» A run of records:
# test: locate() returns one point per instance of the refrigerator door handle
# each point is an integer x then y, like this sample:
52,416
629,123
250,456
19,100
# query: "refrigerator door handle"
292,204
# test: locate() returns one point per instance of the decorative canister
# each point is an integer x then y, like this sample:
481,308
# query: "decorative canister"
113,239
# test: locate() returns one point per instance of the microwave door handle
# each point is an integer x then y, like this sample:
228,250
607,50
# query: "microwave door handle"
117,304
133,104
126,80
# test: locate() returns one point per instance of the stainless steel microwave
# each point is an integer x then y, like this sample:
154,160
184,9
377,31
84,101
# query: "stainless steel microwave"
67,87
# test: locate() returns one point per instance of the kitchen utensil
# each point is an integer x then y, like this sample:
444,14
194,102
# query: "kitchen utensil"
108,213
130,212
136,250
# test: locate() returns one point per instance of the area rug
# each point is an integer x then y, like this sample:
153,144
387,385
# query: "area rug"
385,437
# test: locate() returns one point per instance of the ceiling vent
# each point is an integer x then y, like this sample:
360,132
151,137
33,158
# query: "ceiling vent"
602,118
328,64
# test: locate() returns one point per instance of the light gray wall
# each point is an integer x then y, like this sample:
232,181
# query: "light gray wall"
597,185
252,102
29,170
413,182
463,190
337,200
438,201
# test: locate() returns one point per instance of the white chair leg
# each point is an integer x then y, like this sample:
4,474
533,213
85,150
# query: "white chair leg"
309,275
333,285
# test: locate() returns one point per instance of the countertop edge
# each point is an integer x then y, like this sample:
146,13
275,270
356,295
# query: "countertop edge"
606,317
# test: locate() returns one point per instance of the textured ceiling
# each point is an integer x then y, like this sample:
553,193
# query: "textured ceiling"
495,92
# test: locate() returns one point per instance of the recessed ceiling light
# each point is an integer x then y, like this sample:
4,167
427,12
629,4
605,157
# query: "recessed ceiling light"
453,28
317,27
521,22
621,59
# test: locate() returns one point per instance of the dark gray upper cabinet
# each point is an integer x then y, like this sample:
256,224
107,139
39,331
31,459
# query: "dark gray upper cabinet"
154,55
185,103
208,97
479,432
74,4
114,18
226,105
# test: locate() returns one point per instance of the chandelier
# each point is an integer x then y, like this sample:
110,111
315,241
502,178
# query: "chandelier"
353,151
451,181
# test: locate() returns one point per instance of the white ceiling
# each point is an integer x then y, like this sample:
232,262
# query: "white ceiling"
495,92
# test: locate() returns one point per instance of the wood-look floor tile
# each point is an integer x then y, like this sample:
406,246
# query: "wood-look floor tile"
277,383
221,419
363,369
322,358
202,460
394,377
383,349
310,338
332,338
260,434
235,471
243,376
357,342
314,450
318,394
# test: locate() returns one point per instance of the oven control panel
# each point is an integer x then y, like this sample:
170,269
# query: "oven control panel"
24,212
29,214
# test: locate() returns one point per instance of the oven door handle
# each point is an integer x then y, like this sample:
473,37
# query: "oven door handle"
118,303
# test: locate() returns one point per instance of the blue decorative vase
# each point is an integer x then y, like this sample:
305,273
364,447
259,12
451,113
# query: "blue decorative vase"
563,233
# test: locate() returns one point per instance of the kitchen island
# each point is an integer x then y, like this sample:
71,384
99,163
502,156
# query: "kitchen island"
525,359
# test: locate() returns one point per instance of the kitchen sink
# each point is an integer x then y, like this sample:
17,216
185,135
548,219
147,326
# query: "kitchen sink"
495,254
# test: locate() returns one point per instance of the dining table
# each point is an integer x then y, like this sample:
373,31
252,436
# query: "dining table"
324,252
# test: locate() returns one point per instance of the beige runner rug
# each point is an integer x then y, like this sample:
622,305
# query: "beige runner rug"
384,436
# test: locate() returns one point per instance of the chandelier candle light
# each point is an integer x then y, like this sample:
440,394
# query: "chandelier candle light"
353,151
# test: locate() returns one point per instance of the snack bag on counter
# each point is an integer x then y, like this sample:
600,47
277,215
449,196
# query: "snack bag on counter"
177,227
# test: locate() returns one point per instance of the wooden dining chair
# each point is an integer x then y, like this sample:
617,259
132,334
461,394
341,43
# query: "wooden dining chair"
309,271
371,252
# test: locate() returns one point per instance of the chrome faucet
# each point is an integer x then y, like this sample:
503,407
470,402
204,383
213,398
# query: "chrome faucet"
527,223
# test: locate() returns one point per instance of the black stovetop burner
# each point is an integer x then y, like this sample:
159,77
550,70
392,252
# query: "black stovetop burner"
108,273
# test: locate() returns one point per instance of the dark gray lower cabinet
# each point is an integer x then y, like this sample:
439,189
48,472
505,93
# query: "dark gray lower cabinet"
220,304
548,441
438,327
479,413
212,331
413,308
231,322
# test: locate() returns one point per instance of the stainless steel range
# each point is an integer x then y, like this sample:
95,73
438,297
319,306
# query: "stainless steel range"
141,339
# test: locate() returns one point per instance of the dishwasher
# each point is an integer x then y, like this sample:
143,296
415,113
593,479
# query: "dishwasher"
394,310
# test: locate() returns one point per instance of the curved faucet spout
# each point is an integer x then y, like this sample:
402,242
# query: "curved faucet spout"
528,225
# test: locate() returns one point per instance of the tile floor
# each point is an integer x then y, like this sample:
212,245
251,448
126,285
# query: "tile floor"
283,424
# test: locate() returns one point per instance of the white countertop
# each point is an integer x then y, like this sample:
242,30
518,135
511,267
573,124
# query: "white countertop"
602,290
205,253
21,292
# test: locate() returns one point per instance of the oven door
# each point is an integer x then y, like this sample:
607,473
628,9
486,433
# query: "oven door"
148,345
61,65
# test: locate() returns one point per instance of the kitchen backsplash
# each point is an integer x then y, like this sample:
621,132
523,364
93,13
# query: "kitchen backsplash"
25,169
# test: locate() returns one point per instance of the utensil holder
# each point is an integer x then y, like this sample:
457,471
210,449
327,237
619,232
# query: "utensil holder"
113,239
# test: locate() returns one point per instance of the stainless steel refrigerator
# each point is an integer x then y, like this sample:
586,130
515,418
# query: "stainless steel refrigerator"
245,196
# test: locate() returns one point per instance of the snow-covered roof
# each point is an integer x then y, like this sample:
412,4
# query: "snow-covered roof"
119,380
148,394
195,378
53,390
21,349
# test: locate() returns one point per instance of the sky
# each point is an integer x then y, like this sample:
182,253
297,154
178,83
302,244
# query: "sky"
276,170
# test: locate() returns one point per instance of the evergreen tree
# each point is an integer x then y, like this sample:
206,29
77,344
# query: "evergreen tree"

» The problem:
Retype the whole listing, matching it exactly.

» Response to the task:
# test: locate() returns one point per instance of the refrigerator door handle
# each point is an integer x then y, like this sample:
52,416
629,123
250,456
19,100
# query: "refrigerator door handle"
292,204
# test: locate() returns one point per instance of the decorative canister
# each point is an integer x then y, like this sample:
481,308
# query: "decorative canister"
113,239
# test: locate() returns one point per instance of the microwave door handle
# each point is an integer x then y, like this sample:
228,250
607,50
# query: "microwave door handle"
117,304
133,104
126,80
# test: locate() returns one point per instance of the stainless steel microwave
# each point is an integer x then y, like this sample:
154,160
184,9
377,31
84,101
# query: "stainless steel microwave"
67,87
# test: locate() returns one point per instance of the kitchen utensil
# each point is an integer x then y, like this sample:
444,14
194,102
# query: "kitchen utensil"
108,213
130,212
136,250
# test: locate() returns one point per instance of the area rug
# each point is an integer x then y, like this sample:
153,144
387,385
# query: "area rug"
385,437
# test: locate() returns one point per instance of the ceiling vent
# each point is an integer x then y, like this sample:
360,132
151,137
33,158
# query: "ceiling vent"
602,118
328,64
# test: locate() returns one point per instance of the light gray wall
# each point is an integer x then y, like this sample:
232,181
# query: "light gray wall"
597,185
252,102
29,170
413,182
463,190
337,200
438,201
# test: locate() returns one point per instance of the white chair leg
# each point is an integer x then y, like this sample:
4,474
533,213
85,150
# query: "white chair leg"
309,275
333,285
# test: locate() returns one point per instance of the countertop edge
# each point is an integer x then y, like this sample:
146,13
275,270
356,295
# query: "countertop edge"
606,317
# test: locate() returns one point per instance of the textured ceiling
# each point is an integer x then y, like this sample:
553,193
# query: "textured ceiling"
495,92
# test: locate() returns one point per instance of the recessed ceiling light
# each point is an integer x then y, like this sample:
4,167
427,12
629,4
605,157
# query: "recessed ceiling light"
453,28
317,27
521,22
621,59
# test: locate() returns one point per instance of the dark gray upper cabinet
# each point is an integer x then y, like this sample:
256,224
107,139
39,331
31,459
# query: "dark gray upper cabinet"
154,55
185,103
208,97
479,432
74,4
114,18
226,105
# test: locate() returns one point per instance of the chandelier
# each point is an integer x then y, like this sample:
110,111
315,241
502,178
# query: "chandelier"
353,151
451,181
# test: locate() returns one point per instance of the white ceiling
# each point is an integer x then y, like this sample:
232,262
# query: "white ceiling"
495,92
# test: locate() returns one point per instance of the wood-look floor tile
# each point is an integer x then y, like this sample:
406,246
# query: "wood-look floor tile"
277,383
221,419
363,369
322,358
202,460
394,377
383,349
310,338
332,338
260,434
235,471
243,376
357,342
314,450
318,394
# test: locate() returns one point per instance of the oven control panel
# each point is an integer x then y, like this sample:
170,269
# query: "oven control panel"
24,212
29,214
# test: locate() returns one point per instance of the oven door handle
# each point is an integer x then y, like this sample:
473,37
# query: "oven door handle"
118,303
# test: locate() returns one point per instance of the blue decorative vase
# each point is an integer x then y, like this sample:
305,273
364,447
259,12
451,113
# query: "blue decorative vase"
563,233
# test: locate() returns one point per instance of the kitchen island
# each point is an integer x then y, like this sample:
71,384
99,163
502,156
# query: "kitchen island"
525,359
# test: locate() returns one point per instance of the kitchen sink
# each point is an integer x then y, like this sample:
17,216
185,135
548,219
147,326
# query: "kitchen sink"
495,254
# test: locate() returns one point per instance of the dining table
# each point is an integer x then y, like this sample:
373,31
252,436
# query: "dining table"
324,252
# test: locate() returns one point per instance of the beige runner rug
# each point is an integer x then y, like this sample:
622,305
# query: "beige runner rug"
384,436
# test: locate() returns one point per instance of the chandelier candle light
# each point is an integer x then y, like this sample:
440,394
# query: "chandelier candle light"
353,151
# test: locate() returns one point per instance of the snack bag on counter
# each point is an integer x then y, like this sample:
600,47
277,215
449,196
# query: "snack bag on counter"
177,227
# test: locate() returns one point per instance of the wooden dining chair
# each point is an integer x then y, like this sample:
617,259
132,334
461,394
341,43
# query: "wooden dining chair"
309,271
371,252
# test: locate() returns one point per instance of the chrome faucet
# each point is an integer x then y, like this sample:
503,407
470,402
204,383
213,398
# query: "chrome faucet"
527,223
# test: locate() returns one point per instance of the black stovetop burner
# each point is an integer x then y, like this sample:
159,77
550,70
392,252
# query: "black stovetop burner"
108,273
# test: locate() returns one point per instance of the dark gray lower cabinet
# each point is an integer x then y, like this sample:
439,189
48,472
505,93
# query: "dark gray lower cabinet"
220,304
548,441
438,327
479,413
212,331
413,308
231,322
# test: locate() returns one point per instance of the stainless steel range
# each point is an integer x then y, like this sample:
95,73
438,297
319,306
# query: "stainless steel range"
141,339
# test: locate() returns one point per instance of the dishwasher
# each point is an integer x then y, like this sample:
143,296
415,113
593,479
# query: "dishwasher"
394,310
# test: locate() returns one point per instance of the curved faucet spout
# each point is an integer x then y, like this sample:
402,242
# query: "curved faucet spout"
528,225
# test: locate() returns one point per instance of the tile floor
# each point is an integer x then y, like this sample:
212,245
251,448
126,285
# query: "tile floor"
283,424
# test: locate() returns one point per instance of the white countertop
# each point is an integer x then y, like this sample:
242,30
518,135
511,267
573,124
# query: "white countertop"
602,290
205,253
21,292
# test: locate() returns one point per instance of the oven door
# each point is an integer x then y, like this sample:
607,473
628,9
486,433
# query: "oven door"
148,345
61,65
# test: locate() returns one point per instance of the kitchen backsplash
# each point is an integer x then y, like this sample:
621,132
523,364
93,13
# query: "kitchen backsplash"
25,169
# test: locate() returns one point per instance of the utensil holder
# each point is an integer x then y, like this sample:
457,471
210,449
327,237
619,232
# query: "utensil holder"
113,239
# test: locate() returns one point per instance of the stainless steel refrigerator
# each point is an integer x then y, like this sample:
586,130
515,418
# query: "stainless steel refrigerator"
245,196
# test: locate() returns one point per instance of the snow-covered roof
# each point is an integer x then y, like this sample:
412,4
# query: "snow-covered roof"
119,380
148,394
195,378
53,390
21,349
# test: locate() returns one point per instance of the sky
# each point is an integer x then y, like this sample:
182,253
297,154
178,83
302,244
# query: "sky"
276,170
# test: locate() returns one point per instance of the evergreen tree
# each point is an integer x then y, like this sample:
206,29
77,344
# query: "evergreen tree"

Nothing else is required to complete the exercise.